Friday, July 29, 2011
Thinning the brush at Yosemite.
A VERY good idea. The indians used to burn the whole valley floor off every few years. You can hardly see a thing as the valley floor has sealed up with trees just in my life time. Get out the saws!
Wednesday, July 27, 2011
Flattening and spotting prints.
Delivering the Greenbriar Lake portfolio today. All 20X24s. I forget how large that is for some folks. 20X24 is a small piece of art but a large photograph. (I've got a roomy sink and plenty of big trays.) Takes several bites of my dry mount press and then some spotting. Not much dust but there are always some trees to paint shut and little white leaves to make disappear. Painting trees shut means making treelines and tops appear even and smooth by taking out the white spots where the sky shows through. Then I look for any white spot that catches my eye. By the time you get finished the whole thing looks even and settles down quite a bit.
Tuesday, July 26, 2011
Monday, July 25, 2011
Ansel Adams Special Edition Print.
Always wanted a copy of this image and saw one floating by on Ebay. Sneed and I bought it for about 1/3 off the framed price at the Ansel Adams Gallery at Yosemite. Pretty good deal. It's made by Alan Ross from Ansel's Negative. He does a good job- better than Adams used to do. His assistants have printed these for years. Glad to get it. Gives you the urge to go to Yosemite though....

# RECORDS PROVIDED
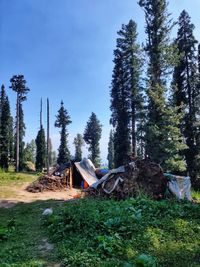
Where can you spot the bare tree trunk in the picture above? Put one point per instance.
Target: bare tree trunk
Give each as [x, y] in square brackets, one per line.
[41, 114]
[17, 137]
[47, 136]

# PROBLEM SET
• 1. List every date heading that appears in the blog excerpt, in the order given.
• 2. Write out the portion of the blog excerpt starting at "Always wanted a" and ending at "to Yosemite though....", word for word.
The records are separate material and have no connection to the blog excerpt.

# COMPLETED EXERCISE
• 1.
Friday, July 29, 2011
Wednesday, July 27, 2011
Tuesday, July 26, 2011
Monday, July 25, 2011

• 2.
Always wanted a copy of this image and saw one floating by on Ebay. Sneed and I bought it for about 1/3 off the framed price at the Ansel Adams Gallery at Yosemite. Pretty good deal. It's made by Alan Ross from Ansel's Negative. He does a good job- better than Adams used to do. His assistants have printed these for years. Glad to get it. Gives you the urge to go to Yosemite though....